Information given below:

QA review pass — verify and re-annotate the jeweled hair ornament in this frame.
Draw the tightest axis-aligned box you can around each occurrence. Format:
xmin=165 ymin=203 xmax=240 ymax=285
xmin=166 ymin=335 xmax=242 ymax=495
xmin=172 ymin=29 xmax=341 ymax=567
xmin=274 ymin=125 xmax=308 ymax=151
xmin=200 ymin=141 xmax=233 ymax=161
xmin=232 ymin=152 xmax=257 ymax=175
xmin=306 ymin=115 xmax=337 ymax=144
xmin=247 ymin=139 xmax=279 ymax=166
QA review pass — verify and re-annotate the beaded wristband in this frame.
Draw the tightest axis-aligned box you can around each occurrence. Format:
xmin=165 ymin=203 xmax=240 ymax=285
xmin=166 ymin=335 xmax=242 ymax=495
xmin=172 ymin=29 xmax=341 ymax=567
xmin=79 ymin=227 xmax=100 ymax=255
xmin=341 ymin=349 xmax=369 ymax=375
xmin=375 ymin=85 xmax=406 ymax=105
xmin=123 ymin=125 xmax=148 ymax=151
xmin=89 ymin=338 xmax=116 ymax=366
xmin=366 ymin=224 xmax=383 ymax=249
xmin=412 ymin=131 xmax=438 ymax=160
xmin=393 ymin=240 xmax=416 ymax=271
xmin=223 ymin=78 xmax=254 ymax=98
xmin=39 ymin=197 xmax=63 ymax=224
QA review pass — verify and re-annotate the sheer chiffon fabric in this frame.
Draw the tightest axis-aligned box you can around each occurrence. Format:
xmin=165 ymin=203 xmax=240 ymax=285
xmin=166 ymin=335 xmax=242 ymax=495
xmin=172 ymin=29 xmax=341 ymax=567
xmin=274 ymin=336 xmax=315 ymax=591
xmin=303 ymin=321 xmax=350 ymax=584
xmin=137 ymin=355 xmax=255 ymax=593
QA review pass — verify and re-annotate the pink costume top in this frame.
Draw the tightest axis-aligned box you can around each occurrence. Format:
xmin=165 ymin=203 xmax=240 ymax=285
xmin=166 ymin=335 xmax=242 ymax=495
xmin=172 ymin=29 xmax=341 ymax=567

End of Information given.

▶ **Task goal**
Every record must be returned exactly.

▶ **Answer section**
QA review pass — verify and re-annotate the jeweled hair ornament in this frame.
Draw the tightest axis-aligned box you can around each occurrence. Format:
xmin=165 ymin=203 xmax=240 ymax=285
xmin=166 ymin=335 xmax=242 ymax=495
xmin=172 ymin=29 xmax=341 ymax=567
xmin=274 ymin=125 xmax=308 ymax=151
xmin=200 ymin=141 xmax=233 ymax=161
xmin=232 ymin=152 xmax=257 ymax=175
xmin=306 ymin=115 xmax=337 ymax=144
xmin=247 ymin=139 xmax=279 ymax=166
QA review pass — verify and re-annotate the beaded wristband in this frame.
Draw the tightest axis-aligned box you can around each occurrence. Format:
xmin=165 ymin=203 xmax=240 ymax=285
xmin=166 ymin=335 xmax=242 ymax=495
xmin=172 ymin=29 xmax=341 ymax=567
xmin=79 ymin=227 xmax=100 ymax=255
xmin=341 ymin=349 xmax=369 ymax=375
xmin=375 ymin=85 xmax=406 ymax=105
xmin=123 ymin=125 xmax=148 ymax=151
xmin=89 ymin=338 xmax=116 ymax=366
xmin=366 ymin=224 xmax=383 ymax=249
xmin=412 ymin=131 xmax=438 ymax=160
xmin=393 ymin=240 xmax=416 ymax=271
xmin=223 ymin=78 xmax=254 ymax=98
xmin=39 ymin=197 xmax=63 ymax=224
QA review pass — verify and re-annotate the sheer chiffon fabric in this frame.
Draw the tightest axis-aligned box you can around each occurrence. Format:
xmin=165 ymin=203 xmax=240 ymax=285
xmin=166 ymin=335 xmax=242 ymax=495
xmin=172 ymin=29 xmax=341 ymax=567
xmin=274 ymin=336 xmax=315 ymax=591
xmin=303 ymin=321 xmax=350 ymax=584
xmin=137 ymin=355 xmax=255 ymax=593
QA review pass — verify and re-annotate the pink costume top in this frame.
Draw the tightest axis-aligned box you can around each occurrence. Format:
xmin=165 ymin=203 xmax=240 ymax=285
xmin=166 ymin=335 xmax=242 ymax=495
xmin=172 ymin=29 xmax=341 ymax=567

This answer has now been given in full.